Dataset excerpts on object pointing:

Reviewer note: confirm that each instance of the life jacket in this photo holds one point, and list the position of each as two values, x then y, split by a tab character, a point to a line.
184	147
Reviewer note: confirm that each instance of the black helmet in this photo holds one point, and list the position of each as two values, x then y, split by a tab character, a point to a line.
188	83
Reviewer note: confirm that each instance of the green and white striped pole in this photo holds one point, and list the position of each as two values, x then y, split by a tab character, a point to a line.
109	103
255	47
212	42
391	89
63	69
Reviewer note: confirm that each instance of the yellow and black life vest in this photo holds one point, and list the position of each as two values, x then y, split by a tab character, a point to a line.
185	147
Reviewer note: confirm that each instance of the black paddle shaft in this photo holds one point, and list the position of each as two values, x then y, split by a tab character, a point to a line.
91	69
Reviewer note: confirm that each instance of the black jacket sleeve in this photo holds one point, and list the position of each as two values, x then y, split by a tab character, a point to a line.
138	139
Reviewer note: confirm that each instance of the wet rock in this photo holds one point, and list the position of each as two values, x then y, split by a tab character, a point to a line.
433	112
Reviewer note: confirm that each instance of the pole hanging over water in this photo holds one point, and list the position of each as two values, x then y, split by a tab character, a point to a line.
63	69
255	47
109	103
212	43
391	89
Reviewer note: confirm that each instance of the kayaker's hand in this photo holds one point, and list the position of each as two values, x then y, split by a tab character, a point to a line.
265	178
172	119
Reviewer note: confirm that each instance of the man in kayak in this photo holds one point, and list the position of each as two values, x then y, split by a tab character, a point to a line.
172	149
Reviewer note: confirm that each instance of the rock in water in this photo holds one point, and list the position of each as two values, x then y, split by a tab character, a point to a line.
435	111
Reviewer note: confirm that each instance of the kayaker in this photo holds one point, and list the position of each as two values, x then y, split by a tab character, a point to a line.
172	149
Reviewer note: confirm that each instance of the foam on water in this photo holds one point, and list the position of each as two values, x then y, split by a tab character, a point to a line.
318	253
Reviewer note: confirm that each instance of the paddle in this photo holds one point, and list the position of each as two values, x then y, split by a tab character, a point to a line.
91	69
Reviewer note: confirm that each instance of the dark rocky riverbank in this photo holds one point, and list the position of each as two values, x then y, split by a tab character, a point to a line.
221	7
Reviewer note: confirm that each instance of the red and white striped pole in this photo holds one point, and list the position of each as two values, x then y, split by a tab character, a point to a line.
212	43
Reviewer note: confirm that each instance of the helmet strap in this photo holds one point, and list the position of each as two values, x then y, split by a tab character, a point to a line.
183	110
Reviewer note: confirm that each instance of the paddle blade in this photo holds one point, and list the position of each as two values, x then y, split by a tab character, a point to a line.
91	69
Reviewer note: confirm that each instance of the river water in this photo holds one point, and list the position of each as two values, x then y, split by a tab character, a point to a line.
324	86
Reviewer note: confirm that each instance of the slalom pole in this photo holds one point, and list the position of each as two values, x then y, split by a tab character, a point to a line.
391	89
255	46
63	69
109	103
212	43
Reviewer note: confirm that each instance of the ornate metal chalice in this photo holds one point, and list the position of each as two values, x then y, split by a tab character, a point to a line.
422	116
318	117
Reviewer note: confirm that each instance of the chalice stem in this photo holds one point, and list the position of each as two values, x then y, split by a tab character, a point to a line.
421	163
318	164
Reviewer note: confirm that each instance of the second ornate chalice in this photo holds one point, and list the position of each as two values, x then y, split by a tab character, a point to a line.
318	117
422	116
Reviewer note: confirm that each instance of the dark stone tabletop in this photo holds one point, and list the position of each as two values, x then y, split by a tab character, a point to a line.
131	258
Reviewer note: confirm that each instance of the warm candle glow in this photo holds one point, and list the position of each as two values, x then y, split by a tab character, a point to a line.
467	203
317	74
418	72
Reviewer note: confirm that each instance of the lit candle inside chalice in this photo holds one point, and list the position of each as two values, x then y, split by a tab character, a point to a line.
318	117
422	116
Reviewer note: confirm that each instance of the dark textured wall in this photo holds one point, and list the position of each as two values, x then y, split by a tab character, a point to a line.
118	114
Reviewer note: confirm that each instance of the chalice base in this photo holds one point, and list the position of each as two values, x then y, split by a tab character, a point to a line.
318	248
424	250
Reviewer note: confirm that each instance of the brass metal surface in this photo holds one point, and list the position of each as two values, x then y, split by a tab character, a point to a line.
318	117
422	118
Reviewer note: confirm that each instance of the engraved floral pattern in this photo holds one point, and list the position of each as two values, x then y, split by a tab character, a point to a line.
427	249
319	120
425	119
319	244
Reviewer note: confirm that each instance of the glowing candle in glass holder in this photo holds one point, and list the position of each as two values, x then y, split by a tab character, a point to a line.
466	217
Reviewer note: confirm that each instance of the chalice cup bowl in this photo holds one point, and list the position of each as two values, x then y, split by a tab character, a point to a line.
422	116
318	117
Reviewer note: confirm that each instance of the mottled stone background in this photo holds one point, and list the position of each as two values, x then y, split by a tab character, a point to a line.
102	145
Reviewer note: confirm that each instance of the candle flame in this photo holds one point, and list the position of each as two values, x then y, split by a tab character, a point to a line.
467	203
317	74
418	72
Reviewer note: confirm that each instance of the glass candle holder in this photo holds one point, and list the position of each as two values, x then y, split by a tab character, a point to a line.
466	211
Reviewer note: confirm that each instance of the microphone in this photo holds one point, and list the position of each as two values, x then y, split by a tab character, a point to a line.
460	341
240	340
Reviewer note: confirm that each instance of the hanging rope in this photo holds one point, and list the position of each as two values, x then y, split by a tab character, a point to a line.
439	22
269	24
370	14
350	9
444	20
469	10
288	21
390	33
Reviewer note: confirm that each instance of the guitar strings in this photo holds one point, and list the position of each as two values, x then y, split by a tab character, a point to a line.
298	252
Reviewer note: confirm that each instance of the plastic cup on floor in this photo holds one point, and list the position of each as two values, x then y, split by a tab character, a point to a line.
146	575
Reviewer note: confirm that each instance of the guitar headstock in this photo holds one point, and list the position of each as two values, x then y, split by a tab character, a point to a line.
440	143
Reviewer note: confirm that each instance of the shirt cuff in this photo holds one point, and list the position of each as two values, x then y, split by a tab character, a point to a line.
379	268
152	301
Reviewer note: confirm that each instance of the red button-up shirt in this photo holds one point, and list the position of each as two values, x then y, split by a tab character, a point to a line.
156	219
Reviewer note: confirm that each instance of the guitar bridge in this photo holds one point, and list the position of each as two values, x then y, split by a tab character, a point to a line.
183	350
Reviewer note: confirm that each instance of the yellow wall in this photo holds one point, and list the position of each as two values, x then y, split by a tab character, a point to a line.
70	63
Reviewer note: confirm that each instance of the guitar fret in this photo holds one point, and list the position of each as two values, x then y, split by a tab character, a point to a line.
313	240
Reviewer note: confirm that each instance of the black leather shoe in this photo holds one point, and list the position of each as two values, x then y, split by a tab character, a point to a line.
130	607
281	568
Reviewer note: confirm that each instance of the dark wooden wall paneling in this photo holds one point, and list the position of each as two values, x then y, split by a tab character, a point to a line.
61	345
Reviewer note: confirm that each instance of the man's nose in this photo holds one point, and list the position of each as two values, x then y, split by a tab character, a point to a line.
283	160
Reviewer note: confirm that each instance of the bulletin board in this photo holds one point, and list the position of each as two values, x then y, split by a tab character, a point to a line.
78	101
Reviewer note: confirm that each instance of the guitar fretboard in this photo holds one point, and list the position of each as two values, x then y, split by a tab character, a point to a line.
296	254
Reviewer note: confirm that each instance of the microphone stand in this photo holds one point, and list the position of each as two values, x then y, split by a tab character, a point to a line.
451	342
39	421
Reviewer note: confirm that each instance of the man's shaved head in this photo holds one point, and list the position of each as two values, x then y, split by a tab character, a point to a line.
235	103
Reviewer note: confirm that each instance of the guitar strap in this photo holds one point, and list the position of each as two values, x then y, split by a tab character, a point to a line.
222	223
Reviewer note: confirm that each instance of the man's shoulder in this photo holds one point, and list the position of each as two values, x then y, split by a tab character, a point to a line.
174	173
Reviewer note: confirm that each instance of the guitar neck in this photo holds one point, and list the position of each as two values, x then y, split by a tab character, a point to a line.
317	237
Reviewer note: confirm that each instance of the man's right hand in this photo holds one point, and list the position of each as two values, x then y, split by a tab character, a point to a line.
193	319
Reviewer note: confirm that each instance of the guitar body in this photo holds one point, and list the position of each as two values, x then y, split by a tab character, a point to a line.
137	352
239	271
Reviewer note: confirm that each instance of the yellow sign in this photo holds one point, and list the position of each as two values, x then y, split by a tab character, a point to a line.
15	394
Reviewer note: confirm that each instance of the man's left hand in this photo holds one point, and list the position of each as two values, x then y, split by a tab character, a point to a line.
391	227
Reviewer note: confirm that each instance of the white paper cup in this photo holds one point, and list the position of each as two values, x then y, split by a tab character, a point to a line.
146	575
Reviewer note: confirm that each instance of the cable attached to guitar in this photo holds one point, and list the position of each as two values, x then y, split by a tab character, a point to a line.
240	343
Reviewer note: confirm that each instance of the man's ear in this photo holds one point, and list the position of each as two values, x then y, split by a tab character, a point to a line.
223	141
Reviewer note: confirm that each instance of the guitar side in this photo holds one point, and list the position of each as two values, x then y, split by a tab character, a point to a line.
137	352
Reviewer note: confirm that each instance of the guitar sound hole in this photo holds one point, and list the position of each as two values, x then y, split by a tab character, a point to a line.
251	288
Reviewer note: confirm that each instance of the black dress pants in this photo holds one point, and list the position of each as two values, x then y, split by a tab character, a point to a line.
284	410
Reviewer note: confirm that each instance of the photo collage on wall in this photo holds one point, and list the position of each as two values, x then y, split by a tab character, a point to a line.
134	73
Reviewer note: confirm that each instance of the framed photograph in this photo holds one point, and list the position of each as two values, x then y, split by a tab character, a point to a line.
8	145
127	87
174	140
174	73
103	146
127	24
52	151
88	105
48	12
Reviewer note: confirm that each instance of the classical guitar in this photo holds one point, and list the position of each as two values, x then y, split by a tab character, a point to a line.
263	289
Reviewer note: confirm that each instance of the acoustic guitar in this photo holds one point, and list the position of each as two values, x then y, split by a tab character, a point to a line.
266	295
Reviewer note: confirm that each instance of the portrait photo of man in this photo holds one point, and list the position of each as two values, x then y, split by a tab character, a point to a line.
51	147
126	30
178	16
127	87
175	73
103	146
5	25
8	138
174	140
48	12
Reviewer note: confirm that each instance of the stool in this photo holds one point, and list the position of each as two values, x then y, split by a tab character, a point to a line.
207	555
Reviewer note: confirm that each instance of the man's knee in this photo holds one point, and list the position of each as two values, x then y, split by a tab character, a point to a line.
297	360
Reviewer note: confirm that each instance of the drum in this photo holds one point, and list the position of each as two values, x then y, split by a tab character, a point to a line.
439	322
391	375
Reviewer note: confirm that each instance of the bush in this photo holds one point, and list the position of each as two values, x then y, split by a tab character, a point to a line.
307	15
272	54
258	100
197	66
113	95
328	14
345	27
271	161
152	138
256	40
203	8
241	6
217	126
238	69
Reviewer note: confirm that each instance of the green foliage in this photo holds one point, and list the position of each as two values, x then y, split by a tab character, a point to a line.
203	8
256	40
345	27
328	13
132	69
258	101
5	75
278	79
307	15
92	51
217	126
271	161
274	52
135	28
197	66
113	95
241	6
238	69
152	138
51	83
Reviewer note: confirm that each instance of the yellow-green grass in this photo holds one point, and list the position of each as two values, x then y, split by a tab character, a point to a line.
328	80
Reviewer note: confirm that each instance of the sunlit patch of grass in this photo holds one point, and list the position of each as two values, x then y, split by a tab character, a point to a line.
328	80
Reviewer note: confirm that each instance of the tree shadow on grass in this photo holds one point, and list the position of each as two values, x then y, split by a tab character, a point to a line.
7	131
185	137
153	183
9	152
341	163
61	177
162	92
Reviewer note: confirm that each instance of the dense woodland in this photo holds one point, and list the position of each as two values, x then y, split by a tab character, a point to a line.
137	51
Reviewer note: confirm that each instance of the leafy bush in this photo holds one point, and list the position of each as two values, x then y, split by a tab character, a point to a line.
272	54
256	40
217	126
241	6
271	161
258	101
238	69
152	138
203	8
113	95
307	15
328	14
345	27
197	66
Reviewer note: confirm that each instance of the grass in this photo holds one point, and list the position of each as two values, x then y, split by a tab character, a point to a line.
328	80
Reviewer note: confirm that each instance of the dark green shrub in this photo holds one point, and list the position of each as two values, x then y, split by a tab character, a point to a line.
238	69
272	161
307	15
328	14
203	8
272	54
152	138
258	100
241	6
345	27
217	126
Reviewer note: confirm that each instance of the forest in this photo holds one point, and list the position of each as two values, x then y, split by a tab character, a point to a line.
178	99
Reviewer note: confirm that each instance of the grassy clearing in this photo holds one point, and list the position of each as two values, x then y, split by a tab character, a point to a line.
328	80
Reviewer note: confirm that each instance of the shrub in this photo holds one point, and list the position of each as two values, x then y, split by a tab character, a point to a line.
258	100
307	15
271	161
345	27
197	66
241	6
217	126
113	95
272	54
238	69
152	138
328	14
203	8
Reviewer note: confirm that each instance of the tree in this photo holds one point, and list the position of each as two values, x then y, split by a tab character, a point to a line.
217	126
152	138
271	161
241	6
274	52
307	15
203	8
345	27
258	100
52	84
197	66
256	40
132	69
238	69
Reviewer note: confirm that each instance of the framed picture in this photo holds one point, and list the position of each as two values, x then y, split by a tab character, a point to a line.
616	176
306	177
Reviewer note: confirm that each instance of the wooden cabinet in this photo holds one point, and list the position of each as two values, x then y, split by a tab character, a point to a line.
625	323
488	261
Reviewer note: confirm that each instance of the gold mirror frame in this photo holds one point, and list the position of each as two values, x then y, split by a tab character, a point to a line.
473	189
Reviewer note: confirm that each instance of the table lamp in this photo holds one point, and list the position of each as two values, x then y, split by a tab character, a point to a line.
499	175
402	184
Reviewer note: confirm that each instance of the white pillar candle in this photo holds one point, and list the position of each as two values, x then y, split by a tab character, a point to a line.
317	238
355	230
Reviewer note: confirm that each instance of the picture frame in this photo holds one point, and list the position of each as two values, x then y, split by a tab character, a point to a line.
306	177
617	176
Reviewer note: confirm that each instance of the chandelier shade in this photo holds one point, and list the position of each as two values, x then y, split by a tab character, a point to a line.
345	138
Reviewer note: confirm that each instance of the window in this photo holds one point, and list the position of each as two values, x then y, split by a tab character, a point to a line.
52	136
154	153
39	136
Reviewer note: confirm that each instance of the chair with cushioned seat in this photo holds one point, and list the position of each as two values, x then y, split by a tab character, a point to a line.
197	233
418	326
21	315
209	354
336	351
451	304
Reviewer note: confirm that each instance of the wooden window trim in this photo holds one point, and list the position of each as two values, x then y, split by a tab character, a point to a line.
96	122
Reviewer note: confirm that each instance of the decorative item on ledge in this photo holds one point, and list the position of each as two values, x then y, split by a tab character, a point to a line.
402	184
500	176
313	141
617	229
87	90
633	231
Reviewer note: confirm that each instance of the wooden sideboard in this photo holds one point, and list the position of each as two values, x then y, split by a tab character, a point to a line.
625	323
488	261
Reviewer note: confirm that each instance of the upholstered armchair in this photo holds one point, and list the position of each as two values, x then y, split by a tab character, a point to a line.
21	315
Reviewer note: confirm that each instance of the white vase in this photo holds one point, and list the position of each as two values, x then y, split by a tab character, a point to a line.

### WHAT YOU NEED TO DO
Reproduce nothing but the lines from the line containing "Reviewer note: confirm that each instance of the chair" to the last line of the data, each exactly as written.

### SOLUTION TO THIS PROBLEM
Reviewer note: confirm that each instance of the chair with cushioned seat in this photo holds one point, and list the position of each as two values, x then y, split by a tab character, a point to a line.
197	233
418	326
21	315
209	354
336	351
451	304
Reviewer note: confirm that each instance of the wooden window trim in this photo holds one point, and list the position of each as two values, x then y, split by a tab character, a point to a line.
96	122
Reviewer note: confirm that each instance of the decorative item on ledge in this photo holds one point, and list the position of each as two values, x then y, split by a tab character, a point to a line.
402	184
500	176
313	141
617	229
87	90
633	231
Reviewer note: confirm that each instance of the wooden sideboard in this photo holds one point, and list the position of each as two values, x then y, split by a tab character, a point to a line.
625	323
488	261
Reviewer note: confirm that each instance of the upholstered armchair in this photo holds one point, and list the position of each as two values, x then y, split by a tab character, a point to a line.
21	315
Reviewer note: confirm that each instance of the white vase in this photo holds one point, and list the position of each as two values, x then y, split by a tab character, a point to a line.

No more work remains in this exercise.